Source document:
****
Alternatives to threaded observation

An alternative to using threaded observations is to manually calculate the log-likelihood term (which can be parallelised using any of Julia’s standard mechanisms), and then outside of the threaded block, add it to the model using @addlogprob!.

For example:

# Note that `y` has to be passed as an argument; you can't
# condition on it because otherwise `y[i]` won't be defined.
@model function threaded_obs_addlogprob(N, y)
    x ~ Normal()

    # Instead of this:
    # Threads.@threads for i in 1:N
    #     y[i] ~ Normal(x)
    # end

    # Do this instead:
    lls = map(1:N) do i
        Threads.@spawn begin
            logpdf(Normal(x), y[i])
        end
    end
    @addlogprob! sum(fetch.(lls))
end

threaded_obs_addlogprob (generic function with 2 methods)
****
Work order A: In the text on threaded observation, repeat the part that opens with the words containing "An alternative to" and closes with "function threaded_obs_addlogprob(N, y)".
Work order B:
Answer these from the text on threaded observation:
(i) Which macro adds the log-likelihood term to the model outside the threaded block?
(ii) What distribution is `x` drawn from in the model?
(iii) According to the code comment, why does `y` have to be passed as an argument?
Work order C: Put this sentence from the text on threaded observation into Spanish: "An alternative to using threaded observations is to manually calculate the log-likelihood term (which can be parallelised using any of Julia's standard mechanisms), and then outside of the threaded block, add it to the model using @addlogprob!."
Work only from the text on threaded observation.
****
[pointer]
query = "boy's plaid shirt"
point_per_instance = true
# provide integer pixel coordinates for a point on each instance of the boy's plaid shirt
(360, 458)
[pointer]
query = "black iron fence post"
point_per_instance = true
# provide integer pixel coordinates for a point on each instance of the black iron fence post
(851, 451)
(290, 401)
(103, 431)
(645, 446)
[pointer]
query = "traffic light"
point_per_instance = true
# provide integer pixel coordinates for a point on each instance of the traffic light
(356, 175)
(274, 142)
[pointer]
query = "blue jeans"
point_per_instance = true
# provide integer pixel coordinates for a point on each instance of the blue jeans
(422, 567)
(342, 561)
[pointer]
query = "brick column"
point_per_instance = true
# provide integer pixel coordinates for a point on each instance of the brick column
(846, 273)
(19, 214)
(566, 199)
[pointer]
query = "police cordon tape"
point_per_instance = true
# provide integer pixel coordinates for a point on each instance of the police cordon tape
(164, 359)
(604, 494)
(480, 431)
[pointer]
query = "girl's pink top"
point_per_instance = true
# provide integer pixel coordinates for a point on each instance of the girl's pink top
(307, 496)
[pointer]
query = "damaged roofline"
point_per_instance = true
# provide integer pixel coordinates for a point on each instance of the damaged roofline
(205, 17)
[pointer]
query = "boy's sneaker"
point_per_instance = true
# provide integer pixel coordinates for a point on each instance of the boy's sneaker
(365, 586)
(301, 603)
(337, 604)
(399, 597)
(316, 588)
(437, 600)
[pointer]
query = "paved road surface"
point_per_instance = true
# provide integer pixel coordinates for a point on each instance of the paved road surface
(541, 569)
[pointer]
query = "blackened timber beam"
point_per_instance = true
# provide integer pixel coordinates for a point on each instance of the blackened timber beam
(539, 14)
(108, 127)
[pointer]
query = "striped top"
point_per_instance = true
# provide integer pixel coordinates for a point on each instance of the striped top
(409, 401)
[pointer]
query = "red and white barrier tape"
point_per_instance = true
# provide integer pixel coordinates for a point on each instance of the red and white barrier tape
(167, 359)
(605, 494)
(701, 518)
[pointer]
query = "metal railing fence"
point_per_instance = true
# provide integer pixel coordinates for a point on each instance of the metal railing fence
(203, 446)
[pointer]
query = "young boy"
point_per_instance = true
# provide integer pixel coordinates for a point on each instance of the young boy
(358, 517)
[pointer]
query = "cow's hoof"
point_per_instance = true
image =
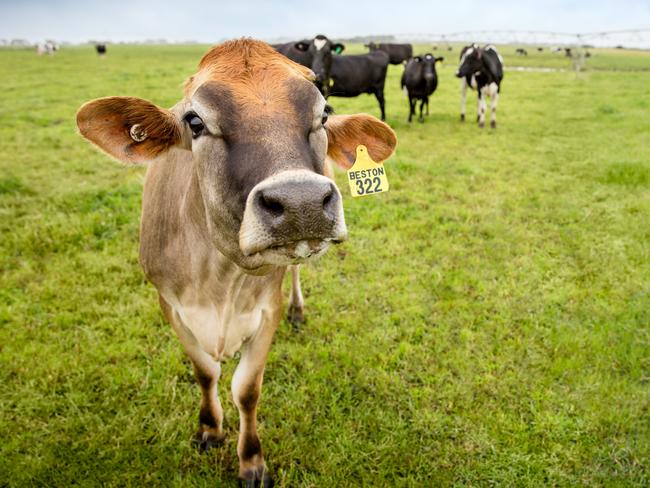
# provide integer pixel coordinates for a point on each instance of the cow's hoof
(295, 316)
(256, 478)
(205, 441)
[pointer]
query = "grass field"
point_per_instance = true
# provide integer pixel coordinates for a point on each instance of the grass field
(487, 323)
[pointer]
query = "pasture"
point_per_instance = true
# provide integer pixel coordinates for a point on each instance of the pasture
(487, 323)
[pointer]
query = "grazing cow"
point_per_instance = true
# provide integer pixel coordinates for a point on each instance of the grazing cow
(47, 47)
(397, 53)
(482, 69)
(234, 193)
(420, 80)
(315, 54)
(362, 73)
****
Answer space A:
An alternative to using threaded observations is to manually calculate the log-likelihood term (which can be parallelised using any of Julia’s standard mechanisms), and then outside of the threaded block, add it to the model using @addlogprob!.

For example:

# Note that `y` has to be passed as an argument; you can't
# condition on it because otherwise `y[i]` won't be defined.
@model function threaded_obs_addlogprob(N, y)

Answer space B:
(i) @addlogprob!
(ii) Normal() (x ~ Normal())
(iii) You can't condition on it, because otherwise `y[i]` won't be defined.

Answer space C: Una alternativa al uso de observaciones con hilos es calcular manualmente el término de log-verosimilitud (que puede paralelizarse con cualquiera de los mecanismos estándar de Julia) y luego, fuera del bloque con hilos, añadirlo al modelo usando @addlogprob!.